**Action item**
Scan the entries below for the word "branch". Copy out every line in which it occurs.

**Records for the task**
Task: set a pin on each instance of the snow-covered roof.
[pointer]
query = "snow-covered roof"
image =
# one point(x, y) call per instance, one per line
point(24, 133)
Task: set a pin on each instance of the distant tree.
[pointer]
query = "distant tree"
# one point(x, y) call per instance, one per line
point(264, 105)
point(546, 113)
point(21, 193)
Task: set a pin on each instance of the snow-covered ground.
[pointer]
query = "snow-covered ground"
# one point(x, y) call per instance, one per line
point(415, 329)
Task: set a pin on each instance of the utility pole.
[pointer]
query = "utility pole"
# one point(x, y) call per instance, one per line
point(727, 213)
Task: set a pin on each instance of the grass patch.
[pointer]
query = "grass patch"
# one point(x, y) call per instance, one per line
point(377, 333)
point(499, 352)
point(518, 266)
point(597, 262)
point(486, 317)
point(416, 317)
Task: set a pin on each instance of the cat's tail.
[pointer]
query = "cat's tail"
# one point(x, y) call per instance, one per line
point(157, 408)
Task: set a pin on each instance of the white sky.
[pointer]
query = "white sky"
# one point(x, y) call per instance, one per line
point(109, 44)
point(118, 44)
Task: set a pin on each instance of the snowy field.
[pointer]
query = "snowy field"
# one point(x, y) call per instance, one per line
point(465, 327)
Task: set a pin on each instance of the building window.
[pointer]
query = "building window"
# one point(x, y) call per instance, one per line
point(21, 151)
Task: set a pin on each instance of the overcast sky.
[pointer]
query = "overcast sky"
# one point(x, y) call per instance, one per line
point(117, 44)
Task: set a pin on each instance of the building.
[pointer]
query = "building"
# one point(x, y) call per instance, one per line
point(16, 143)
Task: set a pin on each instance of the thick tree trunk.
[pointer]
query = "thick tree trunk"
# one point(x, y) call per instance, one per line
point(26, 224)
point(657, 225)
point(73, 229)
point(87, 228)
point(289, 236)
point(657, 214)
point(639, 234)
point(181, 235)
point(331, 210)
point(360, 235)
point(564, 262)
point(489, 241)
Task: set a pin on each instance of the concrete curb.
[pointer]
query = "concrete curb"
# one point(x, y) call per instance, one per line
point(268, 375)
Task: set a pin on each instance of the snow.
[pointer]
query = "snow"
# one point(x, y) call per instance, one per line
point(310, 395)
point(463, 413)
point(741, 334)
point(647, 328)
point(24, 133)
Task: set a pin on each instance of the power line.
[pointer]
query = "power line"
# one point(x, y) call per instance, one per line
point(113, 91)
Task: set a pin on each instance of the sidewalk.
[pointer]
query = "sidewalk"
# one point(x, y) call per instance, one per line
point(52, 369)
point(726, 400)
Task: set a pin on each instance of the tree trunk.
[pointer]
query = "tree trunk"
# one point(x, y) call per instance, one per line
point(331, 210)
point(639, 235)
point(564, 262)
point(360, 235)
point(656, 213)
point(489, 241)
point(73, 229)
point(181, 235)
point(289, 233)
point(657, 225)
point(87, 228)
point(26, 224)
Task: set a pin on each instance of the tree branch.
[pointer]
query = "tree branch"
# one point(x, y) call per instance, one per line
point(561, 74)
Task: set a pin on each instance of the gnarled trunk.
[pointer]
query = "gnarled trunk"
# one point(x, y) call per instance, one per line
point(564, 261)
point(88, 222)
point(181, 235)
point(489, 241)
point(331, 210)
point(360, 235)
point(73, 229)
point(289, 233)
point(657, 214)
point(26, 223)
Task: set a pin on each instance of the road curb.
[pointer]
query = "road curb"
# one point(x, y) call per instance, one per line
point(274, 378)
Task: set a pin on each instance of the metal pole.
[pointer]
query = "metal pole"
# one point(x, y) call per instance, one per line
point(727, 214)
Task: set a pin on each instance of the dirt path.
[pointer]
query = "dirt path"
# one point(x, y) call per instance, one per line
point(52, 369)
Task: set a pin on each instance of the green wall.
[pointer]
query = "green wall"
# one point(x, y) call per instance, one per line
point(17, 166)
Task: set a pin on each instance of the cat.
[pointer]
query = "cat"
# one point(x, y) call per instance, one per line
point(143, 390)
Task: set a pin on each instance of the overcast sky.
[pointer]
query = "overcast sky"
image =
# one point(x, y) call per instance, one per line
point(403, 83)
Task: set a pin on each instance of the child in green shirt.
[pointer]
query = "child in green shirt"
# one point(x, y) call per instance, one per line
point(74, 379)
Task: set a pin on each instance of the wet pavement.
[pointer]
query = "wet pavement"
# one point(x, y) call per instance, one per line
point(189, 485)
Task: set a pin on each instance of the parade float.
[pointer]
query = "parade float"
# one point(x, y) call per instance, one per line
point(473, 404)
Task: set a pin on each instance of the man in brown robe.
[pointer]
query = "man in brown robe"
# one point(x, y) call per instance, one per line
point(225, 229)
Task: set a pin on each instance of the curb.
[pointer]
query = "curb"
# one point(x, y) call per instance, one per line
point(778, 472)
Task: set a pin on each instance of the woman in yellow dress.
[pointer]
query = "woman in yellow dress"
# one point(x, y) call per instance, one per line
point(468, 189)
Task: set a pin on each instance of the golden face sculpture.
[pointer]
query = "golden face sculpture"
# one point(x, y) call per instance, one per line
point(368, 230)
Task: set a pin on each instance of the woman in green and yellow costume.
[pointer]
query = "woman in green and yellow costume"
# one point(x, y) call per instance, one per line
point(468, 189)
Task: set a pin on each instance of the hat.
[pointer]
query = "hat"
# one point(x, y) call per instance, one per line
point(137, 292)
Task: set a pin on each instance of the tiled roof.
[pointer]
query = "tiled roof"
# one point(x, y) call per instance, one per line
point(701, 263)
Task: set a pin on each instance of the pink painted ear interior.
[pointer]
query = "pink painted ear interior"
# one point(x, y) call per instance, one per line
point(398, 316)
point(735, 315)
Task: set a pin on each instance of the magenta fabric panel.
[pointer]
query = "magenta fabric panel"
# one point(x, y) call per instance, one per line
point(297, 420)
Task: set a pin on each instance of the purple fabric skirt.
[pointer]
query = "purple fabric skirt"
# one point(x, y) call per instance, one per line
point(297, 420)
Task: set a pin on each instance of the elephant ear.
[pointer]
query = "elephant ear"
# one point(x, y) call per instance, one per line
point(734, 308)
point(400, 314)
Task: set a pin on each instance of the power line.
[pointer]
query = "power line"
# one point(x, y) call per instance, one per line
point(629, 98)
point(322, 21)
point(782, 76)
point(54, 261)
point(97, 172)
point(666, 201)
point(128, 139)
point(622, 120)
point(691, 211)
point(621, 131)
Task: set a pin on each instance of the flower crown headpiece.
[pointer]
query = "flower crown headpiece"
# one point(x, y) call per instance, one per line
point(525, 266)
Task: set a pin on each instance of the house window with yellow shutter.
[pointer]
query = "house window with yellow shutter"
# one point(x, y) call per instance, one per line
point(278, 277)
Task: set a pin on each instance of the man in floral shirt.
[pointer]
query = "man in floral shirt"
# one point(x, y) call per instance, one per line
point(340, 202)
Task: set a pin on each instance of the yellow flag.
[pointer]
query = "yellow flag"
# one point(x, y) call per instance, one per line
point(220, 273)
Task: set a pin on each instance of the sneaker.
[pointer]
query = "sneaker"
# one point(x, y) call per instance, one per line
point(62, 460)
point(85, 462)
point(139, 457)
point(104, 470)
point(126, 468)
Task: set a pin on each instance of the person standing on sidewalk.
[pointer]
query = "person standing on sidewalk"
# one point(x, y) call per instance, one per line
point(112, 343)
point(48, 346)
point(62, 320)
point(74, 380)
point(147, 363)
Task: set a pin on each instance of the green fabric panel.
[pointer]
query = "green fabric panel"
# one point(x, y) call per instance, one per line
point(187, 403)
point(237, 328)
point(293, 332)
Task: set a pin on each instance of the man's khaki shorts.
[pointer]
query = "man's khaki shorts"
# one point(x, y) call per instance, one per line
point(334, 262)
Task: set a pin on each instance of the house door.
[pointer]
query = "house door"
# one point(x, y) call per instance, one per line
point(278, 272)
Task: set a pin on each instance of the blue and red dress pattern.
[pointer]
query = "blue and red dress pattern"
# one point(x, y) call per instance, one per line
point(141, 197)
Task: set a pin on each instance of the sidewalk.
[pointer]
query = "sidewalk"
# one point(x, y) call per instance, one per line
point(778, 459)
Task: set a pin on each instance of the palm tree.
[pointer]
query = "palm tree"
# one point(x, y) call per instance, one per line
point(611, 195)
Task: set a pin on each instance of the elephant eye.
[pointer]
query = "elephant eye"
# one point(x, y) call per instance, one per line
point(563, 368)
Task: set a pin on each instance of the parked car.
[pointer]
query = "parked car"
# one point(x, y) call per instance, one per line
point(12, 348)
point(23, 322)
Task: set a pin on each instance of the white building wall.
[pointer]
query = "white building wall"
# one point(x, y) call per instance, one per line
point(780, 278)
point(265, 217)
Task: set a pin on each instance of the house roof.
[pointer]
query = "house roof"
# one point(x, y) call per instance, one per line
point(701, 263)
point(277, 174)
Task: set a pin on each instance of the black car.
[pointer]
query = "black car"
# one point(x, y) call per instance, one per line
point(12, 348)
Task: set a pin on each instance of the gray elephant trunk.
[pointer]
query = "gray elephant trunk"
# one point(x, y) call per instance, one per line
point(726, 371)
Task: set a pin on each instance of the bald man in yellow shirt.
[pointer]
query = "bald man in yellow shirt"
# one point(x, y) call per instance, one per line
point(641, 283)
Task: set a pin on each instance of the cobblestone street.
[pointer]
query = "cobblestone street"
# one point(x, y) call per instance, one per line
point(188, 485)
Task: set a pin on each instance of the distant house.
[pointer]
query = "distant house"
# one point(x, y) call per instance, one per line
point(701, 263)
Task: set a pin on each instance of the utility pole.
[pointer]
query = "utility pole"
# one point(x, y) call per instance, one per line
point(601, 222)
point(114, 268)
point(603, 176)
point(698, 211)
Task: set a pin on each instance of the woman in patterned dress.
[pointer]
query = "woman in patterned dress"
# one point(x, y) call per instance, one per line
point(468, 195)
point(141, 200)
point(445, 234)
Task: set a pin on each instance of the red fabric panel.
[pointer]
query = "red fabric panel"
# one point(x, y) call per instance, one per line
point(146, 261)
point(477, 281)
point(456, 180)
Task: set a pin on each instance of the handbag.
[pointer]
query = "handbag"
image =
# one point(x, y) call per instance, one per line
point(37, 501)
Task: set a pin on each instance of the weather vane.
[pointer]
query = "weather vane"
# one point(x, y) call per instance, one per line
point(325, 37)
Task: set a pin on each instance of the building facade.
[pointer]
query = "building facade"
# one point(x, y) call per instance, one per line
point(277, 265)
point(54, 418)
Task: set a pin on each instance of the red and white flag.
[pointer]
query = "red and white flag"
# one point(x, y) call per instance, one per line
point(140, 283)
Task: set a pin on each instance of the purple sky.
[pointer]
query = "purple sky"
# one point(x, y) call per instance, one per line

**Expected answer**
Task: set a pin on each instance of the tree branch.
query = "tree branch"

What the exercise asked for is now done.